— Page —
----------------------------------------

I recommend you watch some videos on YouTube by Shug. Just put shugemery in the search field and he has dozens of videos on all aspects of hammock camping. He even has one where he camped out comfortably in -40 degrees.


----------



## Rob_E (Nov 22, 2010)

I've been sold on hammock camping since my first night in my Hennessy. One thing I haven't been able to work with is sleeping on a pad in my hammock. Every time I tried, I would end up throwing it out of the tent halfway through the night. Maybe I just move around too much. Bradym77's hammock with a built in sleeve might solve this issue. 

Closed cell foam pad is definitely the most economical way to go, but the pad is also bulky to carry, and I never found it good to sleep on. Underquilt is probably the most effective, easily packed, and most expensive way to go. I'll probably end up there at some point, but I'm not ready to spend the money yet. With the Hennessy, thankfully, there's a Middle Way. They have under-insulation kits made specifically for their line of hammocks. It uses an open cell foam pad that packs better and it has another layer of fabric underneath that. There's lots of ways to supplement the system, too, by putting in a space blanket, extra clothing, whatever you have. One time I borrowed a fellow camper's decorative quilt to put under there and was very toasty. They also have an over cover (sold separately) that serves as wind break on the top of the hammock which can add a little more comfort when it's really chilly.

----------------------------------------

— Required work —
(a) In the hammock camping thread, substitute "mat" for "pad" and write out the part that opens with the words containing "I recommend you" and closes with "solve this issue.".
(b) Pick up the hammock camping thread after its last sentence and keep it going.

— Given information —
----------------------------------------

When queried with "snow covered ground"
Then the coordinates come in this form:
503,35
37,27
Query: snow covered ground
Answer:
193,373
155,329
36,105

----------------------------------------

— Responses per task —
(a)
I recommend you watch some videos on YouTube by Shug. Just put shugemery in the search field and he has dozens of videos on all aspects of hammock camping. He even has one where he camped out comfortably in -40 degrees.


----------



## Rob_E (Nov 22, 2010)

I've been sold on hammock camping since my first night in my Hennessy. One thing I haven't been able to work with is sleeping on a mat in my hammock. Every time I tried, I would end up throwing it out of the tent halfway through the night. Maybe I just move around too much. Bradym77's hammock with a built in sleeve might solve this issue.

(b)
Hennessy was my first hammock, and is still my main hammock. I am interested in some other styles, but Hennessy was easy to start with because I found the hammock on sale, it comes with a tarp, and their "Super Shelter" insulation kit runs for less than most underquilts.

But you may not escape the stakes. Some hammocks even have poles, but many (most, I would guess) do not. But you still have to stake out a tarp over you if there's a chance of rain. With the right tarp, though, that might only amount to two stakes. I also stake out the sides of my hammock to keep the sleeping area spread out, but that's not always necessary, and sometimes I don't bother. But with the stock Hennessy tarp, I think the tarp and hammock used the same stakes, so still only two stakes. I now use a tarp that has a little more coverage, but also stakes down more places. I'm probably carrying half a dozen stakes now.

I understand that there are ultra-lite tent set-ups that rival a hammock in terms of weight and space, but for me it's all about comfort. If you can't get comfortable on the ground, you should definitely try one out.


----------



## Harold (Dec 23, 2003)

I have a Tarptent Cloudburst 2 which is quite a lightweight tent and which packs very small. It's a nice shelter, but I use a hammock when I can because it's infinitely more comfortable to me than sleeping on the ground. Especially in the summertime when it's so warm at night. I'm quite warm-bodied, and the cooler nature of a hammock is a huge advantage when it doesn't drop below 70F at night. I have used the hammock in sub-freezing temps with a CCF pad as my under-insulation. It's not my favorite, but it works.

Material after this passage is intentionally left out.